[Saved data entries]
# # #

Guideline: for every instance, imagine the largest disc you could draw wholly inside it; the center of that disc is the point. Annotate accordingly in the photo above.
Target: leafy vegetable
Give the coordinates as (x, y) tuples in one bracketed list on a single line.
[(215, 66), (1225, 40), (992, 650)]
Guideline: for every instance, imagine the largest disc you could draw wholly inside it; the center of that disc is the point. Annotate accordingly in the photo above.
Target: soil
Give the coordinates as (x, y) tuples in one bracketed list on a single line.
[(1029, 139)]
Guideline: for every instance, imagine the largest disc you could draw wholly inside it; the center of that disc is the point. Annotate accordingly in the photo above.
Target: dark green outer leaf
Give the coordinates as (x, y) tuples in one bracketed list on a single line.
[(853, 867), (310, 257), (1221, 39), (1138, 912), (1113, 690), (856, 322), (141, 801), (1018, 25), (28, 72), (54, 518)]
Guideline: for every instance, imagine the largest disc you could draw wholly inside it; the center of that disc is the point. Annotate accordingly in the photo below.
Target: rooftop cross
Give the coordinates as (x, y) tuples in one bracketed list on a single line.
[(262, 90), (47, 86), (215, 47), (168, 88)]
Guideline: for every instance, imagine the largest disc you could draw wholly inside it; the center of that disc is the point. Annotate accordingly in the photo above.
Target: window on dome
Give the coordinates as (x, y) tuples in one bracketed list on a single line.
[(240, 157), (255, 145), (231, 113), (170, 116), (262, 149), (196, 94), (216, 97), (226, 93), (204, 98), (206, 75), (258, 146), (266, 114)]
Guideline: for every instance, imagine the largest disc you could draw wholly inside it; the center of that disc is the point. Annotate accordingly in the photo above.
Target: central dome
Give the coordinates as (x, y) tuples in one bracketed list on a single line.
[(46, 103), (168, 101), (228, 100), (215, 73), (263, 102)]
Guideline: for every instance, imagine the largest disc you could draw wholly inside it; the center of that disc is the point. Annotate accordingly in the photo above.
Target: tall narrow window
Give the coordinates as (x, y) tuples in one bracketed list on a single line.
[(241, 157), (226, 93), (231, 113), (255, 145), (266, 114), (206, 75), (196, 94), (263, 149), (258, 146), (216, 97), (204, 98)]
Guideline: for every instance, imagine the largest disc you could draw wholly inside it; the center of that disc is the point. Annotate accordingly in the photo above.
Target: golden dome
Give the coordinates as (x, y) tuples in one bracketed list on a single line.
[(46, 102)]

# # #

Rewrite the items from the very beginning through the line containing "72), (54, 518)]", putting "circle" in place of "disc" and changing nothing else.

→ Task solution:
Guideline: for every instance, imagine the largest circle you could draw wholly inside it; the center of that circle is the point. Annotate accordingly in the photo above.
Target: leafy vegetable
Give the coordinates as (x, y) tuples in one bracketed list on a single line.
[(215, 66), (1225, 40), (992, 650)]
Guideline: for every instance, imagine the largest circle you could draw wholly inside it; the center of that circle is the point. Annotate accordingly in the photo above.
Target: soil
Give the coordinates as (x, y) tuples in one bracketed list on a single line.
[(1029, 139)]
Guideline: for every instance, imagine the largest circle you could draw wholly inside it; the center of that circle is the point. Annotate accordingly in the photo above.
Target: dark green outer leaf
Give the coordinates as (x, y) tuples in one bracketed list on a single line.
[(853, 867), (310, 257), (1221, 39), (1138, 912), (1113, 690), (856, 322), (141, 801), (1018, 25), (28, 72), (54, 518)]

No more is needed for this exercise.